— begin SELECTED EXTRACT —

The ebk library provides a comprehensive, fluent API for programmatic ebook library management.

Quick Start

from ebk import Library

# Open or create a library
lib = Library.open("/path/to/library")
# or
lib = Library.create("/path/to/new/library")

# Add books
lib.add_entry(
    title="The Python Book",
    creators=["John Doe", "Jane Smith"],
    subjects=["Programming", "Python"],
    language="en",
    date="2023-01-15"
).save()

# Search and query
python_books = lib.search("Python")
recent_books = lib.query().where("date", "2023", ">=").execute()

Core Concepts

Library

The Library class is the main entry point for all operations:

from ebk import Library

# Create from different sources
lib = Library.create("/path/to/library")
lib = Library.from_calibre("/calibre/library", "/output/path")
lib = Library.from_ebooks("/ebooks/folder", "/output/path")

# Basic operations
print(f"Library has {len(lib)} entries")

# Iterate over entries
for entry in lib:
    print(f"{entry.title} by {', '.join(entry.creators)}")

Entry

Individual books are represented as Entry objects with fluent methods:

# Get an entry
entry = lib[0]  # By index
entry = lib.find("unique-id-here")  # By ID

# Access properties
print(entry.title)
print(entry.creators)
print(entry.subjects)

# Modify with chaining
entry.set("publisher", "Tech Press") \
     .add_creator("Co Author") \
     .add_subject("Advanced Topics") \
     .save()

# Update multiple fields
entry.update(
    edition="2nd",
    pages=450,
    isbn="978-1234567890"
)

QueryBuilder

The query builder provides powerful, chainable search capabilities:

# Simple queries
english_books = lib.query().where("language", "en").execute()

# Complex queries with operators
results = (lib.query()
    .where("language", "en")

— end SELECTED EXTRACT —

* [DIRECTIVE A]:
In the ebk documentation, substitute "flexible" for "powerful" and write out the passage from "The query builder" up to and including "results = (lib.query()".
The documentation above and the records that come next were taken from unrelated sources.

— begin ENTRIES SUPPLIED —

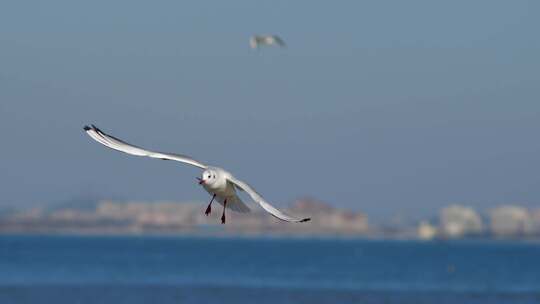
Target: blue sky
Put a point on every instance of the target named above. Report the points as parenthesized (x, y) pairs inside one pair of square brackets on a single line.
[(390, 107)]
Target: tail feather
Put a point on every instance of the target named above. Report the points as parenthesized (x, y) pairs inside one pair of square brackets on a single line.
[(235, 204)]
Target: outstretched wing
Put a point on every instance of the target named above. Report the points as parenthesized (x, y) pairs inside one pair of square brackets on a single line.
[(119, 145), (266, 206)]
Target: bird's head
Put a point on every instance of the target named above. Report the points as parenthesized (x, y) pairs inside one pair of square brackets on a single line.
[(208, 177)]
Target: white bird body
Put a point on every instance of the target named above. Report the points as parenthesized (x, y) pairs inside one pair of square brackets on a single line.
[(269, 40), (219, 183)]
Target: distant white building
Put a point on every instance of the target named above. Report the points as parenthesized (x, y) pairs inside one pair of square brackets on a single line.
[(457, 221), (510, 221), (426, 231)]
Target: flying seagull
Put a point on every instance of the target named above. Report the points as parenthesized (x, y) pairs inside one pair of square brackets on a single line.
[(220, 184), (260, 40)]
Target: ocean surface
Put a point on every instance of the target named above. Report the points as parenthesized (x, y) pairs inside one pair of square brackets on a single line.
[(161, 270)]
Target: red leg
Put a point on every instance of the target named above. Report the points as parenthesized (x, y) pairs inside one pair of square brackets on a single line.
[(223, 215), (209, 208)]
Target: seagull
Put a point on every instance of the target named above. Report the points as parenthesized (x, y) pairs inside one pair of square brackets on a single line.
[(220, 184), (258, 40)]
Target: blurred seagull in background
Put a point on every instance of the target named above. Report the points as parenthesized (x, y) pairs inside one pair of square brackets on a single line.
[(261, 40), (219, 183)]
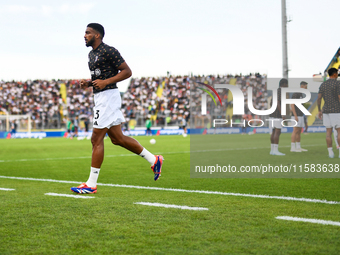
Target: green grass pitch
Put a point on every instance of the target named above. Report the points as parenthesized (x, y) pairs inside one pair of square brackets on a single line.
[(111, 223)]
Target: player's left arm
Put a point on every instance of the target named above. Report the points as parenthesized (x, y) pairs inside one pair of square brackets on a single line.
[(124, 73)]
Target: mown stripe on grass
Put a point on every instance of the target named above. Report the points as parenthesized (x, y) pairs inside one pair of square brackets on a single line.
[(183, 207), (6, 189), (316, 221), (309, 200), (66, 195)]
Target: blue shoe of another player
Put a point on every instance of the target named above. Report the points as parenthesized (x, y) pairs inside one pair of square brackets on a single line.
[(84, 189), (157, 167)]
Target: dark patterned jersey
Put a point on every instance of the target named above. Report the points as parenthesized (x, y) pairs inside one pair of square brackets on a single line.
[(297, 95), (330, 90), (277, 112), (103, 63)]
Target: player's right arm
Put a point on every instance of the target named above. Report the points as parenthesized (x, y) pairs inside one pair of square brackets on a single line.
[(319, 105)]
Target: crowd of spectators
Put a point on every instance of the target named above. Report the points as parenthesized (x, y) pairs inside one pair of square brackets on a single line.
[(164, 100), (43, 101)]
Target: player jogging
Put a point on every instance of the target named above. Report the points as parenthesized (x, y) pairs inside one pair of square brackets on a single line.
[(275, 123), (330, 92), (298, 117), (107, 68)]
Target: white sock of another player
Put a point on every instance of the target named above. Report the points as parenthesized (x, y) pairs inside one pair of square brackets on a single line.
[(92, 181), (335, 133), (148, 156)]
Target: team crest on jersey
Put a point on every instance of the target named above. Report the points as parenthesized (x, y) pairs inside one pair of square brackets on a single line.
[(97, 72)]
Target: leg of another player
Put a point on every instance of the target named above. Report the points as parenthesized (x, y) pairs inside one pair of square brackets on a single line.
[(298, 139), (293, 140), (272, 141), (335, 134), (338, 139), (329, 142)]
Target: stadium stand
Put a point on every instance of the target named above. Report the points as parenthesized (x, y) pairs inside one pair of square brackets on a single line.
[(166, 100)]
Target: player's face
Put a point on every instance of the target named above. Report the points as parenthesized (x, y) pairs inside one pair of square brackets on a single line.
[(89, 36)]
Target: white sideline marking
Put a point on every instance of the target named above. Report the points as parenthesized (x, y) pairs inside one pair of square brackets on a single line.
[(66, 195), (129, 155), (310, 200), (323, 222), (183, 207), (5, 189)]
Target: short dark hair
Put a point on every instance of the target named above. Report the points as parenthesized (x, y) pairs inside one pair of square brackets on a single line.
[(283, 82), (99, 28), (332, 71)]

— end ENTRIES SUPPLIED —
— begin ENTRIES SUPPLIED —

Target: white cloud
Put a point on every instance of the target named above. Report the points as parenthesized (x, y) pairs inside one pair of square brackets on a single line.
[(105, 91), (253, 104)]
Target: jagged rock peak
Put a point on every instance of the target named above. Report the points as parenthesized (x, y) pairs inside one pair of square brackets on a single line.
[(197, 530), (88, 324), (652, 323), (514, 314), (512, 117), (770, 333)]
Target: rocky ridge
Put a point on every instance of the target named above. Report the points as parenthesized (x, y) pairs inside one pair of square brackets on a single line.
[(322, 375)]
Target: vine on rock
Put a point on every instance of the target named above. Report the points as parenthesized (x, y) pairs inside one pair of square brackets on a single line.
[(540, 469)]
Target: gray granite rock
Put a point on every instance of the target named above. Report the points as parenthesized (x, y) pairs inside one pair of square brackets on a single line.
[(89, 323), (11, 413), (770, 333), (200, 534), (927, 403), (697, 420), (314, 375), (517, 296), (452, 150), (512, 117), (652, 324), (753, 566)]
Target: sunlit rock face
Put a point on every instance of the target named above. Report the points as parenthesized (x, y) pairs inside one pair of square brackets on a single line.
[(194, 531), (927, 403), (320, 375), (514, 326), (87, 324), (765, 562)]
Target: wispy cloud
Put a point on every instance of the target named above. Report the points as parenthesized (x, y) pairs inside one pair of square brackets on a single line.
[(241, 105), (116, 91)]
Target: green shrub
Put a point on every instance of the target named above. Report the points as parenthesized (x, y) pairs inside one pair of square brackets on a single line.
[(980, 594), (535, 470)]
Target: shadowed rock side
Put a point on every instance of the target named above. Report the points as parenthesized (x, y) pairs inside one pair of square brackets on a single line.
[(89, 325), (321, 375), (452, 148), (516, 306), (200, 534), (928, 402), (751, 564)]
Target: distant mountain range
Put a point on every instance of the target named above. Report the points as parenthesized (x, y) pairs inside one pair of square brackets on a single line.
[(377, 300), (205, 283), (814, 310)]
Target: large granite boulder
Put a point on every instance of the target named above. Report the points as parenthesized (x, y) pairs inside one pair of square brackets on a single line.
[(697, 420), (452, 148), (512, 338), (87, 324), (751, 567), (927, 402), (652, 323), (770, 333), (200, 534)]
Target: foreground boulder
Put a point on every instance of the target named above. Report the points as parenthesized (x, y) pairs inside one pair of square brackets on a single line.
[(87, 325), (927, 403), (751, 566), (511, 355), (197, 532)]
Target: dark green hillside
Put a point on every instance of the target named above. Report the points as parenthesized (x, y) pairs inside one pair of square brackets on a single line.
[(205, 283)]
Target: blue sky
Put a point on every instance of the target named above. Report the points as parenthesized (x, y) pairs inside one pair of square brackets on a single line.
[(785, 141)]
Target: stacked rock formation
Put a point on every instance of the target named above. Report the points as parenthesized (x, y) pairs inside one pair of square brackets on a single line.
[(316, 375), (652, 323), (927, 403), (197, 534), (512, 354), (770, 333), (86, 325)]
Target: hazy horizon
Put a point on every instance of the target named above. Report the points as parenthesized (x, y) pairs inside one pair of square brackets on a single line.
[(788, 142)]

— end ENTRIES SUPPLIED —

* [DIRECTIVE B]:
Copy the records from the line with "Target: foreground boulder" up to and including the line with "333), (86, 325)]", requests included, and increase every coordinate in the answers by 31.

* [FULL RESPONSE A]:
The query builder provides flexible, chainable search capabilities:

# Simple queries
english_books = lib.query().where("language", "en").execute()

# Complex queries with operators
results = (lib.query()

* [FULL RESPONSE B]:
Target: foreground boulder
Put a point on every instance of the target named above. Report the points as parenthesized (x, y) pairs inside one pair of square brackets on a single line.
[(118, 356), (958, 434), (782, 597), (542, 386), (228, 563)]
Target: dark green hillside
Put a point on every instance of the target named above. Report the points as parenthesized (x, y) pairs inside one pair of square brackets on a single line.
[(236, 314)]
Target: blue sky
Put a point on every instance of the target named above. Report the points as parenthesized (x, y) pairs inside one pair of square brackets on a single line.
[(816, 172)]
Target: stacked rock formation
Put a point on every instance of the target named above. Report the points as parenthesized (x, y) pairs inside one pair of square brackets on a single line.
[(347, 406), (683, 354), (958, 434), (228, 565), (543, 385), (801, 364), (117, 356)]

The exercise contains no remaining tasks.